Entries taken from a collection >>

########################################

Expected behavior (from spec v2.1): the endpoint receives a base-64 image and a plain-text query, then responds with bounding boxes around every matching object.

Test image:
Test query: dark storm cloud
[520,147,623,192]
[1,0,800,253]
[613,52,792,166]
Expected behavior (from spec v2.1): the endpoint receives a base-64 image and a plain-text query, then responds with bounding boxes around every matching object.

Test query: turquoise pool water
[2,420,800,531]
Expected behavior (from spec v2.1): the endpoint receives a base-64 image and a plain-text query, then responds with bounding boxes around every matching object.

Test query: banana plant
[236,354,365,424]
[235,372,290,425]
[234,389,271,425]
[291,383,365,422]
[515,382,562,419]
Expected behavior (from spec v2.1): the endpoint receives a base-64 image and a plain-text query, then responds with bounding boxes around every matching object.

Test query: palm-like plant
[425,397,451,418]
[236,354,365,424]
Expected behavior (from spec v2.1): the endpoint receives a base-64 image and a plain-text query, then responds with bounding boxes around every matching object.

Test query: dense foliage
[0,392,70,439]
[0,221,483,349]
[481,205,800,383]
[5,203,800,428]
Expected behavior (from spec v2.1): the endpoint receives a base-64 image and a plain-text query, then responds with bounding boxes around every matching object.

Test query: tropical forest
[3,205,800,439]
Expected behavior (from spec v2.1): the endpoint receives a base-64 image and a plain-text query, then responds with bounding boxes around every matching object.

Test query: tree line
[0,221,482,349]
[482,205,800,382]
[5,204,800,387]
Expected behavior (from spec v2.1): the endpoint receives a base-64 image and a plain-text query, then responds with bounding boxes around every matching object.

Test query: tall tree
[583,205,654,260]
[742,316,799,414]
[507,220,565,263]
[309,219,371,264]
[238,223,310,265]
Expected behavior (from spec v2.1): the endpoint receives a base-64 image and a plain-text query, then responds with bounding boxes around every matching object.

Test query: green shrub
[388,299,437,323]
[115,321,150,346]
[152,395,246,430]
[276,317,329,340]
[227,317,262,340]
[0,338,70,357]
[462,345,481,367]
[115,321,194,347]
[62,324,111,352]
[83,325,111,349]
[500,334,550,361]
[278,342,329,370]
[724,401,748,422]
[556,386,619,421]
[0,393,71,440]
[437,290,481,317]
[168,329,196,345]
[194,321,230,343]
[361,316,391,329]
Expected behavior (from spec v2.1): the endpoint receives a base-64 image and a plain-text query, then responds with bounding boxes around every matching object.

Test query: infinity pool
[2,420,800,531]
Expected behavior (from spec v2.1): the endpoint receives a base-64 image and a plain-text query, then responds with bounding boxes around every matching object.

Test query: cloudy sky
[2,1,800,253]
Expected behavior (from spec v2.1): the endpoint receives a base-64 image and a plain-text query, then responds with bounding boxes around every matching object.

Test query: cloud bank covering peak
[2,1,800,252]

########################################

WORK ORDER >>
Beginning with the first line and ending with the last, restate the data word for word.

RESPONSE TO THIS EXERCISE >>
Expected behavior (from spec v2.1): the endpoint receives a base-64 image and a plain-text query, then responds with bounding boxes around every matching object.

Test image:
Test query: dark storm cloud
[520,147,623,192]
[1,0,800,253]
[613,52,792,166]
Expected behavior (from spec v2.1): the endpoint receives a base-64 image and a plain-text query, then responds with bounding boxes around every matching object.

Test query: turquoise pool water
[2,420,800,531]
Expected behavior (from spec v2.1): the endpoint receives a base-64 image and a plain-text query, then responds with bounding boxes around every matching object.

Test query: banana plant
[236,354,365,424]
[235,372,290,425]
[234,389,271,425]
[291,383,365,422]
[515,382,562,419]
Expected behavior (from spec v2.1): the endpoint receives a base-64 image and a plain-text query, then responds with bounding boxes around every matching object.

Test query: palm-like plant
[425,397,451,418]
[236,354,365,424]
Expected behavior (from spec v2.1): the endpoint receives a base-64 image and a plain-text query, then responds with bounding boxes around every matching object.

Test query: dense foliage
[0,392,70,439]
[0,221,483,349]
[481,205,800,383]
[5,203,800,428]
Expected behavior (from spec v2.1): the endpoint receives a base-64 image and a plain-text query, then responds with bounding boxes around every matching object.

Test query: tropical forest
[3,205,800,439]
Expected behavior (from spec v2.1): the endpoint receives a base-64 image and a plain-text query, then responds with bounding boxes around every matching object.

Test query: tree line
[0,221,482,349]
[482,205,800,382]
[5,204,800,387]
Expected behavior (from spec v2.1): the endpoint receives a base-64 image and a plain-text query, then responds with bounding boxes around every matching object.

Test query: tall tree
[583,205,654,260]
[742,316,799,414]
[507,220,565,263]
[309,219,371,264]
[238,223,310,265]
Expected behavior (from spec v2.1): the endpoint receives a base-64 image and a plain-text query, then responds with bounding boxes around every matching object.

Test query: green shrub
[388,299,437,323]
[115,321,150,346]
[152,395,246,430]
[276,317,329,340]
[227,317,262,340]
[0,338,70,357]
[462,345,481,367]
[115,321,194,347]
[62,324,111,352]
[83,325,111,349]
[500,334,550,361]
[278,342,329,370]
[724,401,748,422]
[556,386,619,421]
[0,393,71,440]
[437,290,481,317]
[168,329,196,345]
[194,321,230,343]
[361,316,391,329]
Expected behavior (from spec v2.1): the endpoint receives a base-64 image and a plain-text query, then responds with bounding boxes around every matching object.

Test query: infinity pool
[2,420,800,531]
Expected behavior (from spec v2.1): the endpoint receives a base-64 image and a plain-text query, then responds with bounding boxes around every matching object.

Test query: cloudy sky
[2,1,800,253]
Expected behavior (from spec v2.1): the endpoint receives a base-64 image and a plain-text query, then responds with bounding boxes around every matching object.

Test query: cloud bank covering peak
[2,1,800,252]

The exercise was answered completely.